**Prompt:**
Copy the material below, swapping "small white dish" for "small white saucer" everywhere it occurs and leaving everything else as it is.
.....
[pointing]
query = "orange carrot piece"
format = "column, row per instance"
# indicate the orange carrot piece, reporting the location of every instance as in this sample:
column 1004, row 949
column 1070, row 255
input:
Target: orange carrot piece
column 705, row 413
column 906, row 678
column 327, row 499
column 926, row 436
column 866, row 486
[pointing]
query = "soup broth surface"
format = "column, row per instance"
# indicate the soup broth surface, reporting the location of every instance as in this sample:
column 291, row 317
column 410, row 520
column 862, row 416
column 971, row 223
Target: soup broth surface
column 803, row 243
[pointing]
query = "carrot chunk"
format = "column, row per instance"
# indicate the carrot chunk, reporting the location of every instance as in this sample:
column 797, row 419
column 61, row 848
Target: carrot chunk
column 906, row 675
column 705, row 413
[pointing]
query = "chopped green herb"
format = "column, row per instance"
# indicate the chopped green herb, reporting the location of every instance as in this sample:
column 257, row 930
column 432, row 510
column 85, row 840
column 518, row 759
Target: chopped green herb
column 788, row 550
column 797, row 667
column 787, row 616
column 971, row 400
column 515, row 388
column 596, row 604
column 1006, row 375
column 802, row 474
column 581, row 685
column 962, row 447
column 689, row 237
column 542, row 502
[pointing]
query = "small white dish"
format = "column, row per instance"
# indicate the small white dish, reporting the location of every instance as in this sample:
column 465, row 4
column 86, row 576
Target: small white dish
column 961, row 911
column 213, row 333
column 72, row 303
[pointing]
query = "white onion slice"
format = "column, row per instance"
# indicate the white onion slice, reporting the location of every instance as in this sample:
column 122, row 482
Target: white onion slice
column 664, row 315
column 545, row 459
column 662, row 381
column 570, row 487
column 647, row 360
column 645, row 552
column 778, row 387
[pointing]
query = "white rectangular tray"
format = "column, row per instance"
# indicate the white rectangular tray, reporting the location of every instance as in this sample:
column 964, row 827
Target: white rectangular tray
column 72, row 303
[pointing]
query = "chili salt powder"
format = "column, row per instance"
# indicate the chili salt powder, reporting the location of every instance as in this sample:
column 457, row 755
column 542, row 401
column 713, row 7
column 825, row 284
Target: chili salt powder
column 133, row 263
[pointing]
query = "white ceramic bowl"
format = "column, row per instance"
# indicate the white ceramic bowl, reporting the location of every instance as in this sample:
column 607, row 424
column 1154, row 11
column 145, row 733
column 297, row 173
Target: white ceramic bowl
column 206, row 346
.....
**The response:**
[pointing]
query = "orange carrot piece"
format = "column, row per instance"
# indicate the orange carrot piece, reporting the location of every instance as in this sample:
column 1004, row 949
column 1070, row 255
input:
Target: orange carrot piece
column 705, row 413
column 906, row 678
column 327, row 499
column 926, row 436
column 866, row 486
[pointing]
query = "soup broth surface"
format = "column, row per instance"
# indicate the soup broth surface, reporting the location of every instance as in this sample:
column 291, row 317
column 410, row 520
column 862, row 416
column 971, row 223
Target: soup broth surface
column 803, row 243
[pointing]
query = "carrot chunk"
format = "column, row per instance"
# indicate the carrot chunk, reporting the location of every instance as in this sample:
column 797, row 419
column 61, row 848
Target: carrot chunk
column 906, row 675
column 705, row 413
[pointing]
query = "chopped green herb"
format = "column, row per instance"
# indicate the chopped green herb, reporting the location of every instance as in this sample:
column 257, row 930
column 432, row 510
column 85, row 840
column 518, row 759
Target: chopped green herb
column 788, row 550
column 797, row 667
column 787, row 616
column 971, row 400
column 515, row 388
column 596, row 604
column 1006, row 375
column 802, row 474
column 581, row 685
column 962, row 447
column 689, row 237
column 542, row 502
[pointing]
query = "small white saucer"
format = "column, row per instance"
# indicate the small white saucer, reporting the location of every instance as in this sample:
column 465, row 4
column 86, row 576
Target: small white saucer
column 961, row 911
column 213, row 333
column 72, row 303
[pointing]
query = "white onion slice"
format = "column, row per instance"
# indicate the white onion slice, reporting the location of every instance as in this sample:
column 122, row 482
Target: white onion slice
column 664, row 315
column 545, row 459
column 662, row 381
column 570, row 487
column 647, row 360
column 645, row 552
column 778, row 387
[pointing]
query = "white rectangular tray"
format = "column, row per instance"
# indicate the white rectangular tray, reporting the location of every instance as in this sample:
column 964, row 827
Target: white rectangular tray
column 72, row 303
[pointing]
query = "chili salt powder"
format = "column, row per instance"
# indicate the chili salt powder, reporting the location of every instance as in this sample:
column 457, row 755
column 542, row 401
column 713, row 7
column 825, row 284
Target: chili salt powder
column 133, row 263
[pointing]
query = "white ceramic bowl"
format = "column, row per instance"
# indicate the white ceramic bowl, reporting the location of every instance as in this sample:
column 607, row 424
column 1154, row 11
column 145, row 733
column 297, row 173
Target: white ceramic bowl
column 206, row 346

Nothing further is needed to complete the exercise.